-- BEGIN Data lines --
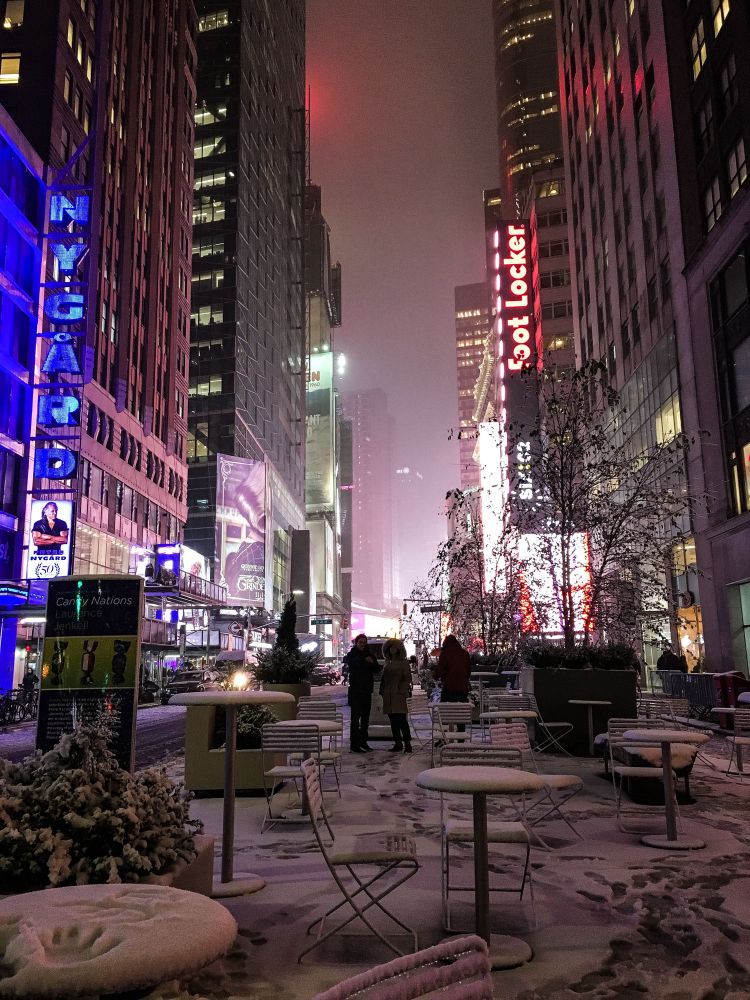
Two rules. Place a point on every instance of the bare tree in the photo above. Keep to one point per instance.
(480, 581)
(606, 510)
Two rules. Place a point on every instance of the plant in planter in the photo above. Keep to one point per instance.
(285, 663)
(74, 816)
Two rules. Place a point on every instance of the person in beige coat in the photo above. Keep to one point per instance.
(395, 688)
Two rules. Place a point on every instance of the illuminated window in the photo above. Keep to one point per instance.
(10, 67)
(705, 128)
(210, 147)
(13, 14)
(712, 204)
(698, 49)
(720, 11)
(219, 19)
(736, 167)
(729, 84)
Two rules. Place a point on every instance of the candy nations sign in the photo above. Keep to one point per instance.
(90, 657)
(59, 380)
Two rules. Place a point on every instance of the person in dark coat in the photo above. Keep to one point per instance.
(395, 687)
(669, 660)
(362, 669)
(453, 670)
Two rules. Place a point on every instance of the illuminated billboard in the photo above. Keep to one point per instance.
(49, 539)
(320, 428)
(493, 499)
(241, 528)
(541, 586)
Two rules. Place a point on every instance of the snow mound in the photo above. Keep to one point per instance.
(92, 939)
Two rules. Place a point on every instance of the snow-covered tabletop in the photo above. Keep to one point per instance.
(479, 781)
(326, 726)
(93, 939)
(231, 701)
(666, 737)
(230, 698)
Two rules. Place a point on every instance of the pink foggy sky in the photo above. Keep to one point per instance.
(403, 143)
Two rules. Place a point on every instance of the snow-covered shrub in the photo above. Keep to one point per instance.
(74, 816)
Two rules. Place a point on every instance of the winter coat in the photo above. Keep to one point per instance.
(454, 668)
(362, 668)
(395, 686)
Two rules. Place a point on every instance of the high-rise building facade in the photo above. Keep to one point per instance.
(373, 582)
(528, 106)
(627, 242)
(707, 42)
(247, 361)
(104, 92)
(322, 421)
(472, 330)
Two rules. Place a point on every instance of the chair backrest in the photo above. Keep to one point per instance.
(741, 721)
(449, 712)
(459, 962)
(418, 704)
(481, 754)
(290, 739)
(317, 708)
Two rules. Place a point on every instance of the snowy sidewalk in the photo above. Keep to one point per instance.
(615, 919)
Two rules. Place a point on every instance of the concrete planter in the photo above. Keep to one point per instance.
(204, 765)
(554, 687)
(193, 876)
(296, 690)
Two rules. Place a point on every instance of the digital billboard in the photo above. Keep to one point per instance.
(320, 425)
(541, 582)
(241, 528)
(50, 537)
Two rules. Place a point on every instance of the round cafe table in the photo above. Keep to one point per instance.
(230, 701)
(506, 952)
(665, 738)
(590, 704)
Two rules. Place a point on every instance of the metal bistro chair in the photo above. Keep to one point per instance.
(326, 710)
(740, 739)
(458, 969)
(387, 854)
(418, 715)
(498, 832)
(446, 714)
(296, 743)
(621, 771)
(559, 788)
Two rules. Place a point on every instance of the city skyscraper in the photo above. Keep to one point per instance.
(528, 105)
(472, 332)
(104, 93)
(709, 85)
(626, 231)
(247, 361)
(372, 502)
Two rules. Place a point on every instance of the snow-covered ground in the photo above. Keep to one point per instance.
(614, 919)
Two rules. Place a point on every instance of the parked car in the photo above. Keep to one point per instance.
(188, 680)
(325, 674)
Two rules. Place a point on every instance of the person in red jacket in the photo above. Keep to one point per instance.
(453, 669)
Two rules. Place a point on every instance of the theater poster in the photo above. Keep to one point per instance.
(241, 528)
(91, 658)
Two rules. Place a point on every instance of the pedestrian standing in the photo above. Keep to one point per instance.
(362, 669)
(453, 670)
(395, 686)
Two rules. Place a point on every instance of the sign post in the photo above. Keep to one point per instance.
(91, 658)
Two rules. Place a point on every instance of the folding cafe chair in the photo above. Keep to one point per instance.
(389, 859)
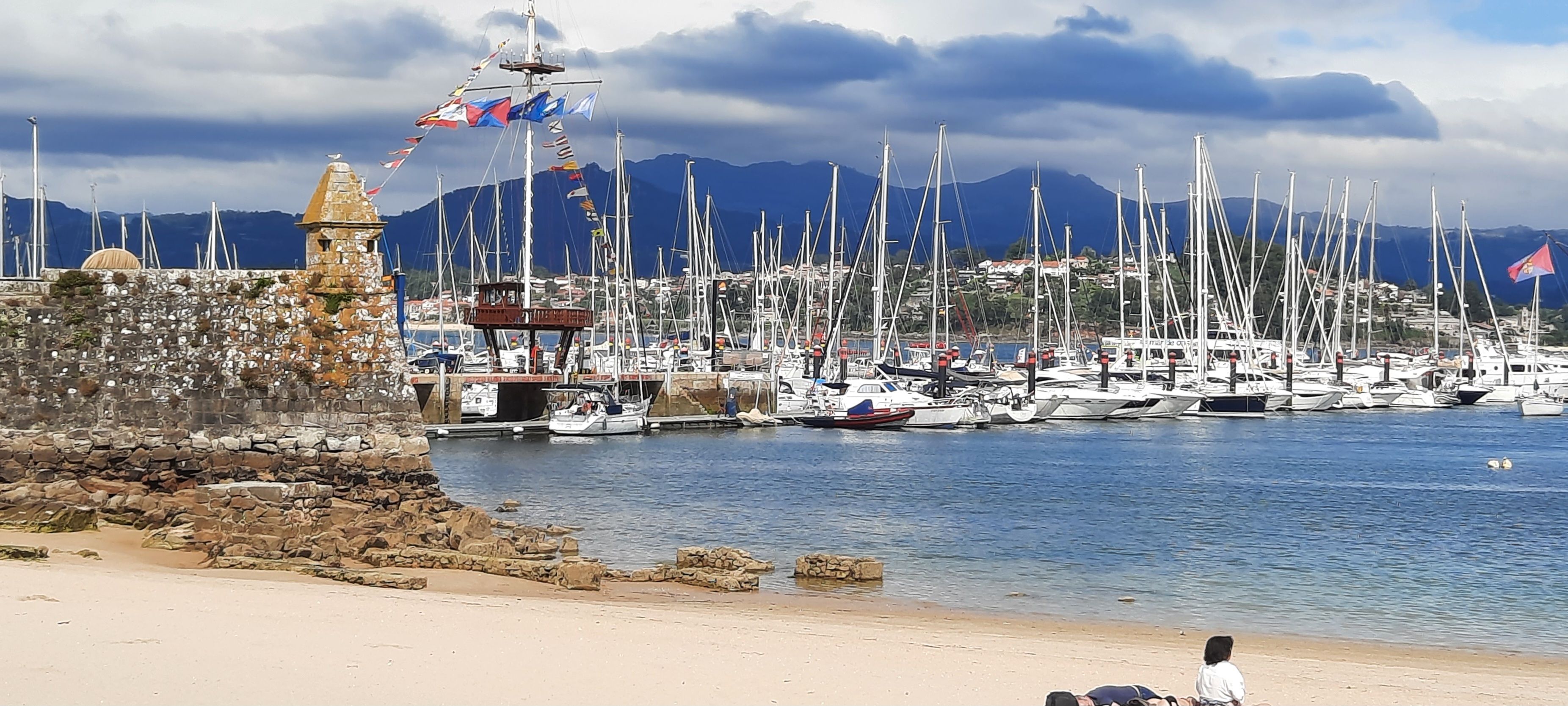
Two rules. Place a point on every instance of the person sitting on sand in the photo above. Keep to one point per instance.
(1117, 695)
(1219, 681)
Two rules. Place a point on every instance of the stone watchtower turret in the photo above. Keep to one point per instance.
(342, 236)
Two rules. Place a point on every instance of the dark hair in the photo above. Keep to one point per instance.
(1060, 699)
(1219, 648)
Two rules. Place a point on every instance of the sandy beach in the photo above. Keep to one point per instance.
(148, 626)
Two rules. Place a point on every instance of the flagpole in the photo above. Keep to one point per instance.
(35, 260)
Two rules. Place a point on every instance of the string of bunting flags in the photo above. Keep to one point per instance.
(568, 162)
(501, 114)
(455, 100)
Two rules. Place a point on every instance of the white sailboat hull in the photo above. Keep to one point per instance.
(1046, 405)
(598, 423)
(1314, 401)
(1424, 399)
(1084, 407)
(937, 416)
(1015, 413)
(1540, 407)
(1173, 404)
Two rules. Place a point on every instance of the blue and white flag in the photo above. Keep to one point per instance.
(584, 107)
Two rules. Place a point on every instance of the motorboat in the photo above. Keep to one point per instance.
(1540, 405)
(885, 394)
(863, 416)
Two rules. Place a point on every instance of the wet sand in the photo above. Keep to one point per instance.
(149, 626)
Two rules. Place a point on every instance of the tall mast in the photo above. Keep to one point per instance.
(1252, 256)
(614, 275)
(1122, 280)
(833, 258)
(441, 264)
(1144, 277)
(496, 200)
(35, 258)
(1372, 271)
(1344, 245)
(709, 272)
(880, 256)
(1034, 238)
(937, 241)
(1200, 244)
(1459, 285)
(212, 239)
(1292, 256)
(697, 288)
(526, 260)
(98, 223)
(149, 245)
(1067, 292)
(758, 260)
(1437, 349)
(2, 228)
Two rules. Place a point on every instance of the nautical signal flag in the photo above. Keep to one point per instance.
(1537, 264)
(450, 115)
(488, 114)
(584, 107)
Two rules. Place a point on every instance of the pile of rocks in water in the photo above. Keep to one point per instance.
(838, 567)
(378, 579)
(306, 525)
(722, 568)
(338, 532)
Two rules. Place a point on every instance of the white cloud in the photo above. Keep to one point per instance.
(1498, 106)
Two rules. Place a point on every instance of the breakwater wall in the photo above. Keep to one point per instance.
(185, 377)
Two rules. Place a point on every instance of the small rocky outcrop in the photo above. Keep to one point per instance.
(380, 579)
(24, 553)
(722, 568)
(838, 567)
(722, 559)
(49, 517)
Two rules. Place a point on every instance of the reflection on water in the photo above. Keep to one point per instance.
(1380, 525)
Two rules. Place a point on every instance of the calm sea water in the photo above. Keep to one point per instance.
(1366, 525)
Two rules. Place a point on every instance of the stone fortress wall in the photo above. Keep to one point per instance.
(184, 377)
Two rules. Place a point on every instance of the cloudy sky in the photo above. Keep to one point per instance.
(174, 104)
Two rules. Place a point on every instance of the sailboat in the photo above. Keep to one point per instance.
(1539, 264)
(1223, 399)
(595, 410)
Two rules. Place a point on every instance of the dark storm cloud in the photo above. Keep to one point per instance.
(802, 62)
(769, 55)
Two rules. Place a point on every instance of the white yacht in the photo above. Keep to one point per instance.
(886, 394)
(595, 412)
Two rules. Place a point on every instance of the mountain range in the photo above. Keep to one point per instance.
(987, 216)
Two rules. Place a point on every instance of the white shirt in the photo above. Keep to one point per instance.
-- END Data lines --
▸ To be done
Begin at the line containing "Two rules. Place a point on every instance of the small" and reproduce each line through the end of the records above.

▸ Written solution
Two rules. Place a point on every instance of the small rocky outcrop in the photo above. Keep to one point per instance.
(380, 579)
(24, 553)
(722, 568)
(838, 567)
(722, 559)
(49, 517)
Two rules. Place a point on every instance of the reflection on water in the photo above. Keep to one point per instance.
(1380, 525)
Two rules. Place a point on every instance of the calm sea water in the photo above. Keep to one point per instance.
(1366, 525)
Two rules. Place a point on every instance of the stone fortress wall in the photo above. Keep to one point per instance.
(184, 377)
Two rules. Place a point on every instance of the cloudy sky in the photo above. Keep to one point per instance.
(174, 104)
Two rules. Place a point on every instance of the sailboat in the photo above. Keep to one point per instance.
(1539, 264)
(1223, 399)
(595, 410)
Two rules. Place a point on every instance of the dark storm cloud in the photo above. Keep to one point per instance.
(802, 62)
(769, 55)
Two rules. Place a point on every instance of the white yacht in the photo above. Keep to one point per instance.
(886, 394)
(595, 412)
Two rules. Place a point on every instance of the mountain range in the photo above. Keep to one point per instance.
(987, 216)
Two rules. Place a point on every instance of the white shirt in the photo above. Keep to one point per instance.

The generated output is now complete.